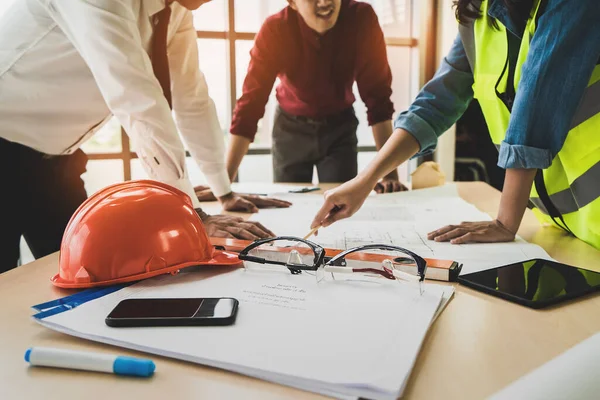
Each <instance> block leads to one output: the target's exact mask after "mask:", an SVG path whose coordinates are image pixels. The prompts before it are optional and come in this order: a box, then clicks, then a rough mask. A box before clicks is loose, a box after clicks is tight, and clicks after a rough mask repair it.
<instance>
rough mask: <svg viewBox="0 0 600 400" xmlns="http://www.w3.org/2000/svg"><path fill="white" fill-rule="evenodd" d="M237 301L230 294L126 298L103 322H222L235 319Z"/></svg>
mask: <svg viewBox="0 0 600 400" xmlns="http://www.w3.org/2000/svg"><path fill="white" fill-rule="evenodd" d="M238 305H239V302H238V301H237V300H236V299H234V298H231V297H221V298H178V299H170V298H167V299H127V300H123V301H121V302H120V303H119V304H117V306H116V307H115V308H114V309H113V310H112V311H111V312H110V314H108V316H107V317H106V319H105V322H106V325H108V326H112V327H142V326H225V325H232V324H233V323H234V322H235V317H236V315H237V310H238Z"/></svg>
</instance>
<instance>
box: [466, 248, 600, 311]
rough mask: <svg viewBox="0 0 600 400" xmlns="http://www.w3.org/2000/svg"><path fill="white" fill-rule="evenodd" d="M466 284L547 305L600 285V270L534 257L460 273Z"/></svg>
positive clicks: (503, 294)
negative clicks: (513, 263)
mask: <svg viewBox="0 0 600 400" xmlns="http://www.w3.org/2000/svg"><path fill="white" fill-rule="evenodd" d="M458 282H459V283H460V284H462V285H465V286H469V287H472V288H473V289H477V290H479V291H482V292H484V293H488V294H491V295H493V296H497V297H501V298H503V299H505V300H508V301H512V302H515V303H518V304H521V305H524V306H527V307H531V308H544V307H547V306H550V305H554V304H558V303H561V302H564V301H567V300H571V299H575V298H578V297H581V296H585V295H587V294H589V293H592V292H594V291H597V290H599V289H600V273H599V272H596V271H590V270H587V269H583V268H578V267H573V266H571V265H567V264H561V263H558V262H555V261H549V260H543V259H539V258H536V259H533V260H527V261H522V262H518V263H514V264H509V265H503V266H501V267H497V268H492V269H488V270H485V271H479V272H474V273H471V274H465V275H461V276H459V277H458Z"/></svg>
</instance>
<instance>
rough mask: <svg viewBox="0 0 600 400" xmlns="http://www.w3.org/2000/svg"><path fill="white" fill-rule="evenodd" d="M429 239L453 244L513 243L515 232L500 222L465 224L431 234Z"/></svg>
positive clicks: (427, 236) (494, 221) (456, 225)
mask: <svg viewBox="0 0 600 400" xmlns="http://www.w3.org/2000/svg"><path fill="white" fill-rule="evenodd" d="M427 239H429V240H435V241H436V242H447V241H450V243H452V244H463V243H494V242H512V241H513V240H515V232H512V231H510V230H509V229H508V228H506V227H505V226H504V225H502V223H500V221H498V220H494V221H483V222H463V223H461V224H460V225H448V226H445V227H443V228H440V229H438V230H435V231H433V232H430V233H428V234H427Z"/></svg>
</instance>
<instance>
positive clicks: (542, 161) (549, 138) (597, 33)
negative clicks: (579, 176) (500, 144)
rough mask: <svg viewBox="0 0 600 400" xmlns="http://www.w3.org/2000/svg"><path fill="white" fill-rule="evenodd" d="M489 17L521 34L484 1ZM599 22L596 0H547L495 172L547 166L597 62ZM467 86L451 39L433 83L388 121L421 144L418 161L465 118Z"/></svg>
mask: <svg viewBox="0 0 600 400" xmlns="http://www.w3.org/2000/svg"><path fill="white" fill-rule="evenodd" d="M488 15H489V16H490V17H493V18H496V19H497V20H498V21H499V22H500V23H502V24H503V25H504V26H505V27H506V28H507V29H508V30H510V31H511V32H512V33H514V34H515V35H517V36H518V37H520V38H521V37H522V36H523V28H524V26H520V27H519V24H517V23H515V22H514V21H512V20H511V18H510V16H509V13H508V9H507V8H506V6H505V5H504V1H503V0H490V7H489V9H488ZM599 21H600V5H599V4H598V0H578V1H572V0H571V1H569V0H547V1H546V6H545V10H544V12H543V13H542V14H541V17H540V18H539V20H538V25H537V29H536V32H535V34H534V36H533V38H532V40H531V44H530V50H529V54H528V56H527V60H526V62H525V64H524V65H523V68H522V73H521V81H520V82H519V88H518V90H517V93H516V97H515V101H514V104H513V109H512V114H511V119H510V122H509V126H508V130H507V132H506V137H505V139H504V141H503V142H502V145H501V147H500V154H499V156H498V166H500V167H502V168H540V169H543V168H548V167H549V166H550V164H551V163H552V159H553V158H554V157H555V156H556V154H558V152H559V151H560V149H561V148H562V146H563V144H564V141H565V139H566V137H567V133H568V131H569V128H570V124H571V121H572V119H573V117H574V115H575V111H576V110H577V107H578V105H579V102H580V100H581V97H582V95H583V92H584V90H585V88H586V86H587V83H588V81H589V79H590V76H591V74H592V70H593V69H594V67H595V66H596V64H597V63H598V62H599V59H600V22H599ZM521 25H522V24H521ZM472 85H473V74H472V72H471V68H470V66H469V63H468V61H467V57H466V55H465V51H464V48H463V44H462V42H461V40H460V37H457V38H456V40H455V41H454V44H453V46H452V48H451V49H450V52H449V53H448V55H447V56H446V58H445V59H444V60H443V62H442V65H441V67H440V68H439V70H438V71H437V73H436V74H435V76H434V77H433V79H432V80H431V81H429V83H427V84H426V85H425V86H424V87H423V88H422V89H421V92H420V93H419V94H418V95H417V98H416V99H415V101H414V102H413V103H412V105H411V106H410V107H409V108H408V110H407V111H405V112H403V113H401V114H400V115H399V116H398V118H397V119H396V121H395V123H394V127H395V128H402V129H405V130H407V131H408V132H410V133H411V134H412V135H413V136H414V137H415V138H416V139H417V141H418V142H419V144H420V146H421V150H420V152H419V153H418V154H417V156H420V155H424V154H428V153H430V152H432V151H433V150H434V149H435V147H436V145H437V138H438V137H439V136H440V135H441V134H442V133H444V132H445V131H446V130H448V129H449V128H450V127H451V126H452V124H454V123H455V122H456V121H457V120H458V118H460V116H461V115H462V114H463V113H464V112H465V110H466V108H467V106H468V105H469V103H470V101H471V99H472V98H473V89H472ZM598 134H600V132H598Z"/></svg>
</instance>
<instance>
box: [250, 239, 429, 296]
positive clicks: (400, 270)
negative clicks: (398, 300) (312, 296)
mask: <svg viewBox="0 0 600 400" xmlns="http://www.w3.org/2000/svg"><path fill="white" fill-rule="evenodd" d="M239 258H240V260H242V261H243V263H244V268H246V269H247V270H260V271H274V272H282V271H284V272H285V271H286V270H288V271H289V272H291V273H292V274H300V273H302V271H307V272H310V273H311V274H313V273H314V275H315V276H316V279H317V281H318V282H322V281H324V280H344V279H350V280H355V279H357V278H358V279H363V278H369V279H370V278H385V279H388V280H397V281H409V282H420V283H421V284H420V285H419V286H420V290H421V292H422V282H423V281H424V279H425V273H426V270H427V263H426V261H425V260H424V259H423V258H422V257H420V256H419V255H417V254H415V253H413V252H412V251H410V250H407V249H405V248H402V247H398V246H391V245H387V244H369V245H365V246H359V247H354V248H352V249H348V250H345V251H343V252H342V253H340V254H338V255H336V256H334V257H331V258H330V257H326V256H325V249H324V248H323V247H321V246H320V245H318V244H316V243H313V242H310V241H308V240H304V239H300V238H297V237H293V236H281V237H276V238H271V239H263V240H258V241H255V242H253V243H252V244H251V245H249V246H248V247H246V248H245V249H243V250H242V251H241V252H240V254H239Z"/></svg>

==

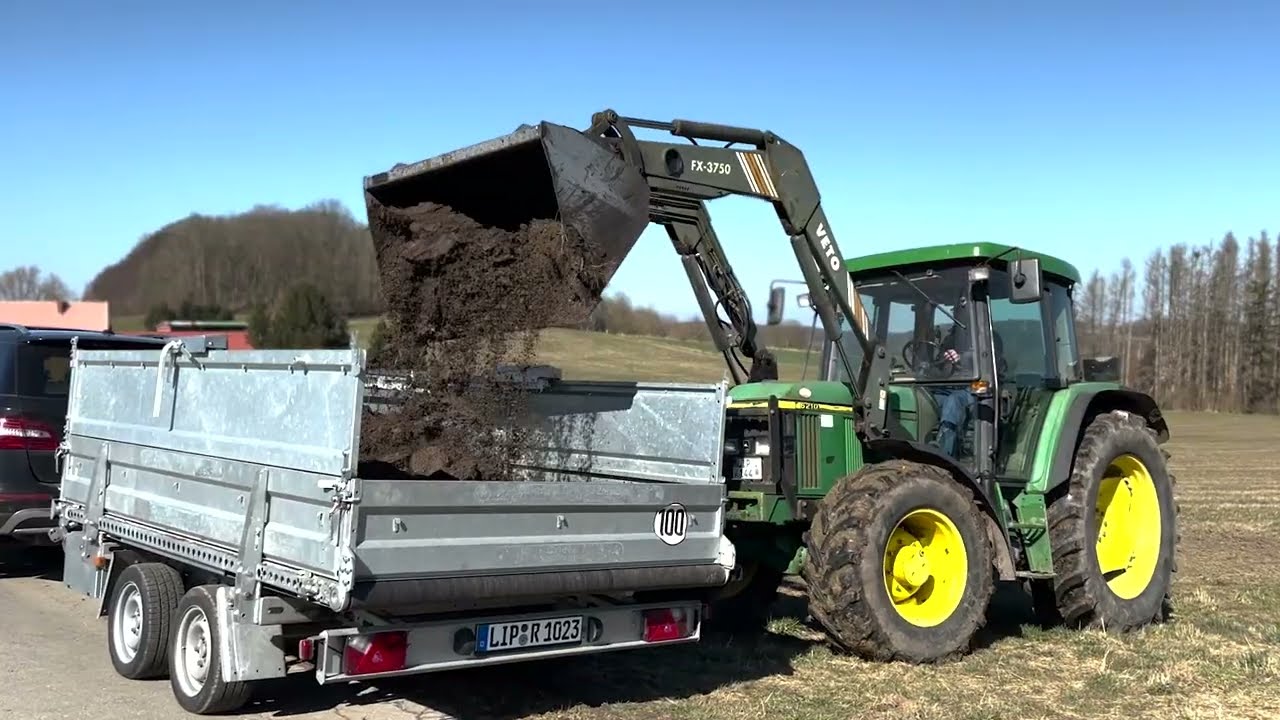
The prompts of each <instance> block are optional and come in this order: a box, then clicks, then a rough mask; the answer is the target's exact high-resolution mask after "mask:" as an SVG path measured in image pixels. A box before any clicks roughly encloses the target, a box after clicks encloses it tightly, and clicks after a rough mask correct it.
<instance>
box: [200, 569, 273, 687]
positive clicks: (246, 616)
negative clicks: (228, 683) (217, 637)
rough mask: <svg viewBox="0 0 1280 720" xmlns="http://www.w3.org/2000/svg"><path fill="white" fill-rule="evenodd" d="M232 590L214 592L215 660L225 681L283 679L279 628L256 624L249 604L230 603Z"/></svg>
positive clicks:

Work required: Write out, character for character, the lines of the records from the line containing "Each <instance> block leads" up to and including the line containing "301L230 294L126 298L103".

Exercise response:
Each <instance> block leads to one output: the target's exact mask after "mask:", an SVG path whose coordinates are image pixels. The prompts before it are optional and come in this order: a box, then clicks, then a rough mask. A box before clicks is loose, a box after clicks is tight, and clicks after a rough mask repair it.
<instance>
rough mask: <svg viewBox="0 0 600 400" xmlns="http://www.w3.org/2000/svg"><path fill="white" fill-rule="evenodd" d="M237 301L230 294L126 298L103 322H222L235 319Z"/></svg>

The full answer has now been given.